-- START GIVEN RECORDS --

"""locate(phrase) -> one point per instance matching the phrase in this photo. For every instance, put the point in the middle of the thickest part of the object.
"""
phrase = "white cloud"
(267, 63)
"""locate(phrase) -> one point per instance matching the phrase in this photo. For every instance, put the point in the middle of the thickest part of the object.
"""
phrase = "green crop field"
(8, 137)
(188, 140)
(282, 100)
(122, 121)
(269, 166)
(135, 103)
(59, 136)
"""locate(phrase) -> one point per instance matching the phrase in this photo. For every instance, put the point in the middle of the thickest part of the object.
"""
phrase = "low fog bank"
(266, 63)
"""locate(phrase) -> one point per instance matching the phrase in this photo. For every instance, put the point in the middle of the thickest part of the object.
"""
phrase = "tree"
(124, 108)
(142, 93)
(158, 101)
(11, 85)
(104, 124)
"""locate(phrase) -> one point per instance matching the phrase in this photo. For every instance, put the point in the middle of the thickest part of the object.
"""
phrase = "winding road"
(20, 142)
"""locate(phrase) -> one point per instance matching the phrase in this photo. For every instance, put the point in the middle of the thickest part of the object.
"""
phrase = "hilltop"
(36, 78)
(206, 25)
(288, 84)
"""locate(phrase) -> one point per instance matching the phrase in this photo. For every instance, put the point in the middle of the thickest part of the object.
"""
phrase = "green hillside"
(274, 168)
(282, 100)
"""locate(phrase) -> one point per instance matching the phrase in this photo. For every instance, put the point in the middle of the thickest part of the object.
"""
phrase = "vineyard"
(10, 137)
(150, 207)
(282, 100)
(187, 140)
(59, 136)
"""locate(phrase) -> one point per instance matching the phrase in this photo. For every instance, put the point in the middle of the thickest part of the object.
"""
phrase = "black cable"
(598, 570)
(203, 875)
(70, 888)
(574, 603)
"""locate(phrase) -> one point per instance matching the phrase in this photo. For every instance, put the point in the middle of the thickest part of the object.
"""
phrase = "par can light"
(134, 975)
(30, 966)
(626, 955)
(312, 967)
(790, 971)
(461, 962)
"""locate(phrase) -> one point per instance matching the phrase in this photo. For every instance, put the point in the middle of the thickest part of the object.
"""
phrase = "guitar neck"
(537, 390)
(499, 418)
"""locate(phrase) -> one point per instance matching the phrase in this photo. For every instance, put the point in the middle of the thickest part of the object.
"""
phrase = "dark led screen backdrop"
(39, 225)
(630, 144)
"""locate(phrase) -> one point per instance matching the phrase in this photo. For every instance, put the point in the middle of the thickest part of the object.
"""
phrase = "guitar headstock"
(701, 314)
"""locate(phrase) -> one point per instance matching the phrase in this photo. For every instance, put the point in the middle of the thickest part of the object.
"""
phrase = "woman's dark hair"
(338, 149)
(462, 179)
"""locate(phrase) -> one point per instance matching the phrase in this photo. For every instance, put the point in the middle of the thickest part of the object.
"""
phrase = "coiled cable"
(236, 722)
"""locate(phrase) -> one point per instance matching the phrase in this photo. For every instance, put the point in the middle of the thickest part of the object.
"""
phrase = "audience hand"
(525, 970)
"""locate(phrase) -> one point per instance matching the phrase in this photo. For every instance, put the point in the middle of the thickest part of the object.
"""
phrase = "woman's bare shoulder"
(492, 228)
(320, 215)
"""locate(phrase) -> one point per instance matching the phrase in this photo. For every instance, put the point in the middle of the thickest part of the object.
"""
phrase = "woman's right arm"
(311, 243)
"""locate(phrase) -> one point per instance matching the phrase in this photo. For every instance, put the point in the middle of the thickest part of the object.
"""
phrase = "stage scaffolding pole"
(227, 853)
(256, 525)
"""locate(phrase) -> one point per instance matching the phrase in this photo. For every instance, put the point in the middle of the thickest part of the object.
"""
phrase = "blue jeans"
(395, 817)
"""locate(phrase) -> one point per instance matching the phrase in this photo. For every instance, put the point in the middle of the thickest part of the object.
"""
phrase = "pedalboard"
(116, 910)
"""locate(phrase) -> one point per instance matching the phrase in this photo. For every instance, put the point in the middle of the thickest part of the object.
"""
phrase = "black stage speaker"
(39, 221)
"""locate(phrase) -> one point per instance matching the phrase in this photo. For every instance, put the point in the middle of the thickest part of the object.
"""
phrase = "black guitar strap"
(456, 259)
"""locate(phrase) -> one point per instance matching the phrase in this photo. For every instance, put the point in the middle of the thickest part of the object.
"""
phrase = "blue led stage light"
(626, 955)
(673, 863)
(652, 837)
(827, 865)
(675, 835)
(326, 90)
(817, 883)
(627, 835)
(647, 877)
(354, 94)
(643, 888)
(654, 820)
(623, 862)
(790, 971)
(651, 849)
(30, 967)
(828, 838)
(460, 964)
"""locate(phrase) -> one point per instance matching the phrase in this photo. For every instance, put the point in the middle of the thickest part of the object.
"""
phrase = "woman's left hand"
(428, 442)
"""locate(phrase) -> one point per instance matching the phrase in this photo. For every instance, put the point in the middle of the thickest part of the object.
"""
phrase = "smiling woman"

-- END GIVEN RECORDS --

▸ EXERCISE DESCRIPTION:
Identify every line in the data above that contains the string "cable", treating uppercase and lowercase letters as distinct, and copy each such line.

▸ SOLVED EXERCISE:
phrase = "black cable"
phrase = "coiled cable"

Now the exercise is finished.